Lines of data
--------------------

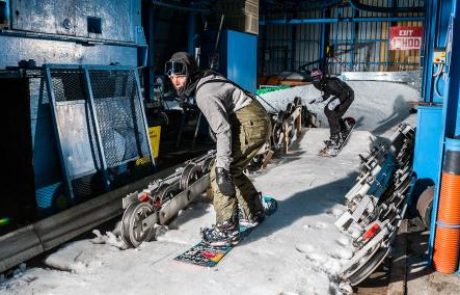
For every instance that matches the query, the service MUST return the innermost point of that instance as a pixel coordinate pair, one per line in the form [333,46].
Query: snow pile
[378,106]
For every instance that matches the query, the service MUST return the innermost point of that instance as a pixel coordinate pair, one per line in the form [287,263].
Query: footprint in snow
[343,241]
[321,225]
[305,248]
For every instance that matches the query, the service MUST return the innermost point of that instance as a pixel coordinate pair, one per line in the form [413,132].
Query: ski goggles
[175,68]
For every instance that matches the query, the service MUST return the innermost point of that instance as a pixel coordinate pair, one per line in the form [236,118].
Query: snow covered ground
[296,251]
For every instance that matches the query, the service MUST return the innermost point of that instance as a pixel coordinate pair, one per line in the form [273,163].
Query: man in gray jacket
[242,127]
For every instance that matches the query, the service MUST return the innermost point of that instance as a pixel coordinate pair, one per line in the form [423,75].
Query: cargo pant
[334,117]
[250,131]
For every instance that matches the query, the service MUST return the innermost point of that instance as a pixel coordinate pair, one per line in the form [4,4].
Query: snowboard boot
[345,129]
[334,141]
[222,234]
[252,220]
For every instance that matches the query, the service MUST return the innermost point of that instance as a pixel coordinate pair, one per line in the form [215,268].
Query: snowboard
[332,152]
[203,254]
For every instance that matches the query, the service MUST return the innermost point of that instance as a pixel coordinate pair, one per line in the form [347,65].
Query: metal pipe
[179,7]
[54,37]
[338,20]
[359,6]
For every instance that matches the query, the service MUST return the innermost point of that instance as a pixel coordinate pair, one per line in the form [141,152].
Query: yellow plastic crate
[154,134]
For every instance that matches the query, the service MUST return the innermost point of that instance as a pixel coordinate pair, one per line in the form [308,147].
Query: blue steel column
[293,45]
[450,121]
[191,33]
[151,49]
[325,30]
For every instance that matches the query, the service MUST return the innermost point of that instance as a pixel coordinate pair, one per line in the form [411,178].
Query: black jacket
[335,87]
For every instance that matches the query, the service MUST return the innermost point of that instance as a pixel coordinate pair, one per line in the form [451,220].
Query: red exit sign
[406,38]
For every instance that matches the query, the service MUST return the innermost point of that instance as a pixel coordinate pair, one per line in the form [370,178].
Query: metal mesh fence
[120,125]
[119,115]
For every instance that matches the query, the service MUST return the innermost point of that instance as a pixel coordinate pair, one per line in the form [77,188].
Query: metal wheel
[354,268]
[166,192]
[132,231]
[367,269]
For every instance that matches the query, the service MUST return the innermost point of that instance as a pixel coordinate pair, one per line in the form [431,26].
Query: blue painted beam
[338,20]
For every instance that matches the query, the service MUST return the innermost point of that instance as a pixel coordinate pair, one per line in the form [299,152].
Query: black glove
[224,182]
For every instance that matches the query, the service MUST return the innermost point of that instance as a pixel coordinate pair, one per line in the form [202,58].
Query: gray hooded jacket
[217,100]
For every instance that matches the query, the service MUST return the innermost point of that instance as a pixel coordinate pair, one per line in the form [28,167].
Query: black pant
[335,117]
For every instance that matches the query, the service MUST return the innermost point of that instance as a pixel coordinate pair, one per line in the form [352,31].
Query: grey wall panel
[118,18]
[13,49]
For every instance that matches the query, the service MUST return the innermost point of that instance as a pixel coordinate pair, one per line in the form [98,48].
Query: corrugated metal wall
[359,46]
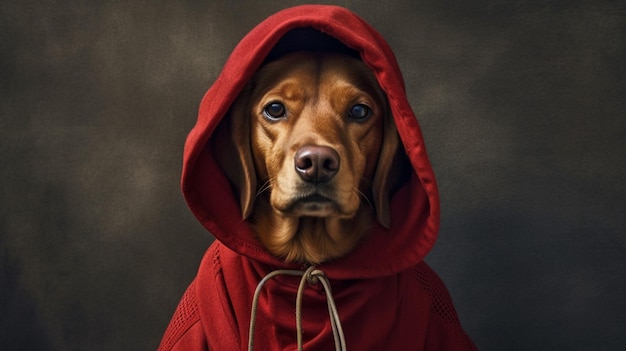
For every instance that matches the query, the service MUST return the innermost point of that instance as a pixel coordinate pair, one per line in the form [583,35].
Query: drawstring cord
[312,276]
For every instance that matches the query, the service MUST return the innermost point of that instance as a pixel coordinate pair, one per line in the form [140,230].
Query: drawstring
[312,276]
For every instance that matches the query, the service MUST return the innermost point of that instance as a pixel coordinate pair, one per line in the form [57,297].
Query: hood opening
[308,39]
[209,194]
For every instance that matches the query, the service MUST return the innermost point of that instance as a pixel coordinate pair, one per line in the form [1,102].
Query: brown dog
[313,147]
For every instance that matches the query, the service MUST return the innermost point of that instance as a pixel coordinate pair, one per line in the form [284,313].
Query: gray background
[522,105]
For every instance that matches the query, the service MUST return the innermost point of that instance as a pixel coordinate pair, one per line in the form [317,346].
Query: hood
[414,207]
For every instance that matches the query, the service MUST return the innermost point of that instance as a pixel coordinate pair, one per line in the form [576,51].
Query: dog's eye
[360,112]
[274,110]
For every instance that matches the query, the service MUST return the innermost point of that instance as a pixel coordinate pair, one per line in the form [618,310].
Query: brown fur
[318,92]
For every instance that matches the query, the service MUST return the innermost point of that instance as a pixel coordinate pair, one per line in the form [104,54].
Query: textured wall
[522,105]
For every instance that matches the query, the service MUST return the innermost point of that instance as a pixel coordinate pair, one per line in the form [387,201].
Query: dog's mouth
[312,205]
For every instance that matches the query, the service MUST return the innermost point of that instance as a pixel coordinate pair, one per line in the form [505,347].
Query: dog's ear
[233,152]
[392,170]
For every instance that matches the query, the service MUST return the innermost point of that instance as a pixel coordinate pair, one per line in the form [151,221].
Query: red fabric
[387,297]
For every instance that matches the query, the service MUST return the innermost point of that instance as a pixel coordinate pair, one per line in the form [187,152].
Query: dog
[314,155]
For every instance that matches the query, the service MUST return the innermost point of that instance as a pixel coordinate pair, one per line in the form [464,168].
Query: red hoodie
[386,297]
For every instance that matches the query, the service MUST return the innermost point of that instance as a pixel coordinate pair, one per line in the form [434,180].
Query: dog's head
[312,150]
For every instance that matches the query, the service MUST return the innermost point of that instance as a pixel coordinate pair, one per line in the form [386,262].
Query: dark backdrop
[522,105]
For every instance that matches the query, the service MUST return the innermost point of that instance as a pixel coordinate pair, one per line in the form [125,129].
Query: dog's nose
[316,164]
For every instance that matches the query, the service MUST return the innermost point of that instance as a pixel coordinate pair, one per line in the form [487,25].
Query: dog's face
[315,143]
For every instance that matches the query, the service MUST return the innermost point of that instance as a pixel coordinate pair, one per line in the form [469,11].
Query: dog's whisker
[266,186]
[361,194]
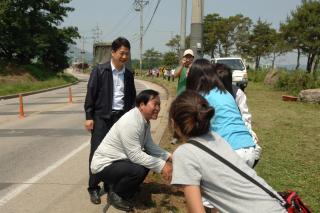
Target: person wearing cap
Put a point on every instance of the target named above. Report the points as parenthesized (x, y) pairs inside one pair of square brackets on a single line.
[(182, 70)]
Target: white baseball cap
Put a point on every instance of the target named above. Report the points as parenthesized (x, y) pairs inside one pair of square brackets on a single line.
[(188, 52)]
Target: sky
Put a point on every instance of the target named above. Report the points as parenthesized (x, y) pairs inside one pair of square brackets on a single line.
[(118, 18)]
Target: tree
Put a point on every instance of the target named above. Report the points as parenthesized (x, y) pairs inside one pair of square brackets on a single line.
[(303, 28), (260, 42), (223, 35), (170, 59), (174, 44), (152, 58), (29, 30)]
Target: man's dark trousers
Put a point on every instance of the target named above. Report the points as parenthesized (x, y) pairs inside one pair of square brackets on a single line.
[(100, 129), (124, 176)]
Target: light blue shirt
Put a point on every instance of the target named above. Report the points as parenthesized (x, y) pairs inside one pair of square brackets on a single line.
[(129, 138), (227, 121), (118, 87)]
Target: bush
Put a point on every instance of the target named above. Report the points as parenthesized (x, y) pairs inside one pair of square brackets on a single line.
[(257, 75), (295, 81)]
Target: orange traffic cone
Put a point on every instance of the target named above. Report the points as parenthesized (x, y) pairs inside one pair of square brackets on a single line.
[(21, 112), (70, 95)]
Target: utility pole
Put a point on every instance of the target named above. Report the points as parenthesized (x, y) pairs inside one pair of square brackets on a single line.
[(196, 43), (183, 26), (139, 4)]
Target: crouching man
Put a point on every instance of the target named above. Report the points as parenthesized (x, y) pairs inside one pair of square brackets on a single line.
[(127, 153)]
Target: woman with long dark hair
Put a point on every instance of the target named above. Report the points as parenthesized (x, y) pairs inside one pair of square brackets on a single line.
[(201, 175)]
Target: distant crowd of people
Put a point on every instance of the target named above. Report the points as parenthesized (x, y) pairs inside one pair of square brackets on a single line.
[(208, 111)]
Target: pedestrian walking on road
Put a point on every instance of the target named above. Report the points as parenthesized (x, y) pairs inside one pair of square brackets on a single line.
[(127, 153), (182, 70), (111, 93)]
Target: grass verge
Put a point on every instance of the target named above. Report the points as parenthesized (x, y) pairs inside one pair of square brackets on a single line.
[(289, 135)]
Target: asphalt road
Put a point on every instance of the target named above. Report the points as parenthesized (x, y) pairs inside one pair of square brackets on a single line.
[(51, 133)]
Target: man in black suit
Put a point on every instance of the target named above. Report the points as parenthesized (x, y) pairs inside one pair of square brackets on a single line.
[(111, 93)]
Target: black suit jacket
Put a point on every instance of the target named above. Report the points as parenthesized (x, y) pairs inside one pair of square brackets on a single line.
[(99, 96)]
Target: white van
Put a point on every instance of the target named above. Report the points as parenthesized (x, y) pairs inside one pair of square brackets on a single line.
[(239, 70)]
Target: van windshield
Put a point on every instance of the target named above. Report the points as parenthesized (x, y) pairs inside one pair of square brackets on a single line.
[(233, 64)]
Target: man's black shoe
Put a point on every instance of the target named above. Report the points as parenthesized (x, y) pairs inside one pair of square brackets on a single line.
[(95, 196), (117, 202)]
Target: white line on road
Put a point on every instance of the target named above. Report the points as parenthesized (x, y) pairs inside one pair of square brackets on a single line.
[(26, 184)]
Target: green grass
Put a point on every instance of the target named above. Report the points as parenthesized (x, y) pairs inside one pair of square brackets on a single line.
[(289, 133)]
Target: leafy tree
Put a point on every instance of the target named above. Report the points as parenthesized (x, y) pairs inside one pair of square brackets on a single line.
[(29, 30), (170, 59), (174, 44), (152, 58), (302, 28), (278, 46)]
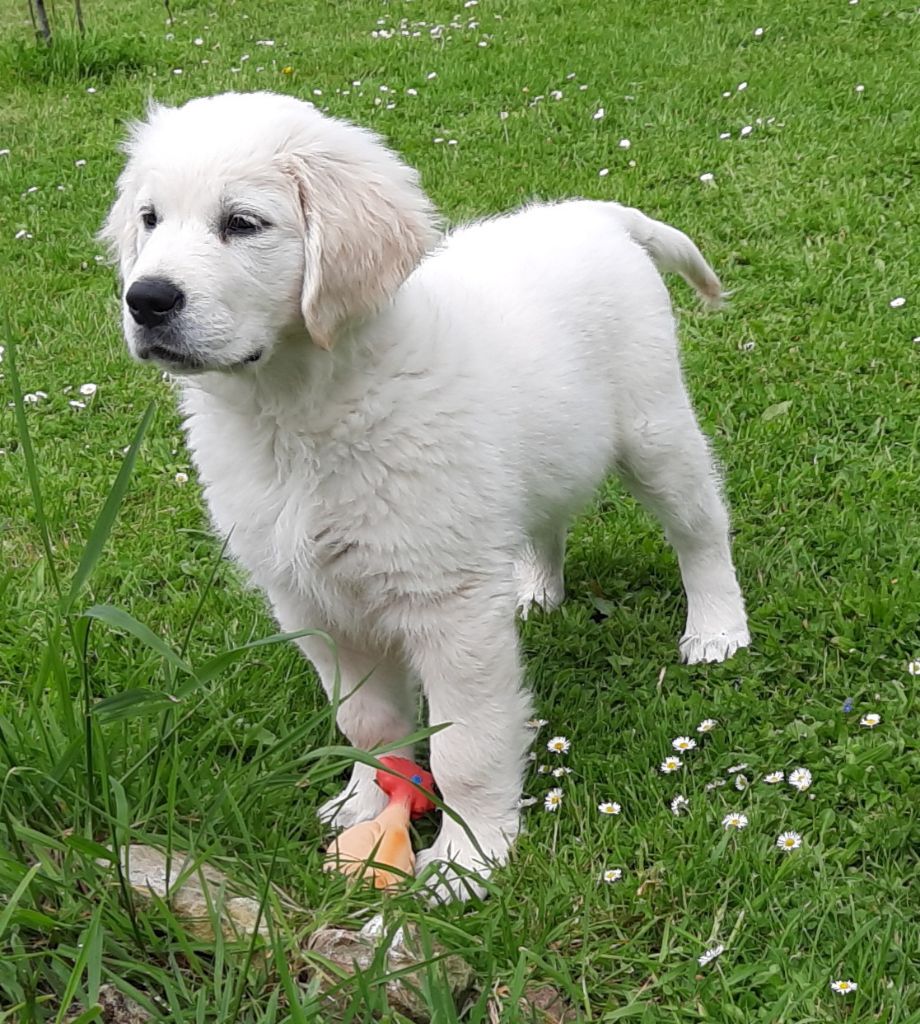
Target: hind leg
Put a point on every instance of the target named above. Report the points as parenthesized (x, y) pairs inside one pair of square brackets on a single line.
[(666, 463), (539, 572)]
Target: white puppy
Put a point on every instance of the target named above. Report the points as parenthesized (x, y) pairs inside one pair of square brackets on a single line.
[(395, 433)]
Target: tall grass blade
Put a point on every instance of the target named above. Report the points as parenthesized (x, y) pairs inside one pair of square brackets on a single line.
[(106, 520), (29, 457)]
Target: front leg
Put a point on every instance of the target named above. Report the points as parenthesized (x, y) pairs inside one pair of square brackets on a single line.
[(466, 653), (376, 707)]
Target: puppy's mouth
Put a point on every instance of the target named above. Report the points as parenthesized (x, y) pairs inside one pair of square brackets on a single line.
[(184, 363)]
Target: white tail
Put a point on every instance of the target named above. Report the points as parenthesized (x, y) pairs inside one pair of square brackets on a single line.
[(672, 252)]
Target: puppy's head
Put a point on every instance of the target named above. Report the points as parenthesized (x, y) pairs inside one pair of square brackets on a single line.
[(242, 218)]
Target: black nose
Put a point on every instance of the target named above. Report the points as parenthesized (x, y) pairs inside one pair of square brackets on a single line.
[(153, 300)]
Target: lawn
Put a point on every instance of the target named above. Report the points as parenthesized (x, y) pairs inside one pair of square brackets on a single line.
[(781, 136)]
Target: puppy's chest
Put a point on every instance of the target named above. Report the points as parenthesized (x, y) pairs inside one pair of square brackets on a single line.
[(314, 516)]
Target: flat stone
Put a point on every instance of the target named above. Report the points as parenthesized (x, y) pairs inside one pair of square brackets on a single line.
[(197, 895)]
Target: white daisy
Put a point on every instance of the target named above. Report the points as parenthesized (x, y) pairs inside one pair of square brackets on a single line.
[(679, 805), (553, 800), (710, 955), (789, 841)]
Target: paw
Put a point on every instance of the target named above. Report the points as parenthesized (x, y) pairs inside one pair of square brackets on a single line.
[(538, 585), (362, 800), (455, 867), (699, 647), (450, 876)]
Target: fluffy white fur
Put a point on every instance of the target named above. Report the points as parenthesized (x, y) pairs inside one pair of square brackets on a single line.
[(417, 423)]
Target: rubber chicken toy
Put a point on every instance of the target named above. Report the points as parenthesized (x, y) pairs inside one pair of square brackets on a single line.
[(380, 851)]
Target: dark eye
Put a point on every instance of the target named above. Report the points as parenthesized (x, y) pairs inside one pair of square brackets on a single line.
[(241, 223)]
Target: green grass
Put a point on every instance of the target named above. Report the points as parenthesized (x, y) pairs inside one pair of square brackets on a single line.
[(807, 386)]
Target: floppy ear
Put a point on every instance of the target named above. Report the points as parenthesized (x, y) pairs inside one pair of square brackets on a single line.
[(367, 224)]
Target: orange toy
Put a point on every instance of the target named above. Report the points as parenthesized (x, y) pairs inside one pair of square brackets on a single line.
[(380, 851)]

--------------------

Transcribe exactly, and only, the lines from the one bearing "Target: paw" through the last line of the entries, counting both.

## Task result:
Target: paw
Put a point on every instance of the target named above. Report the points as parenthesized (x, y) pairs inside one pair of square brackets on a single line.
[(538, 585), (362, 800), (455, 867), (699, 647), (450, 876)]
Target: fluffy white fur
Put a point on every instance of the target named above. Report the points as parenthesized (x, y) pairs inside one pair of square brackets on a single line.
[(417, 423)]
Target: rubber chicken toy
Put a point on every instance of the target named above. Report the points as parenthesized (x, y) pairs inside one pair of square brackets on a single line.
[(380, 851)]
Target: dark eye
Put a point on every instance of the target named above. Report the points as parenthesized (x, y) pairs inside one pair of square brackets on a single line.
[(241, 223)]
Target: green grass
Put a point on every instance of the target named above. Report the points as parenthesized (x, y) pairs inside one pair of square brackets on a single line.
[(807, 386)]
Target: floppy ear
Put a point on every instance of the target named above. Report the points as parenthesized (x, y) pairs inside one pair of square brackets on a single line.
[(367, 224)]
Target: orange toy
Put a point on every instance of the target named above. Report the points as parenthesized (x, y) pairs inside one pair of square brackets on a single line.
[(380, 851)]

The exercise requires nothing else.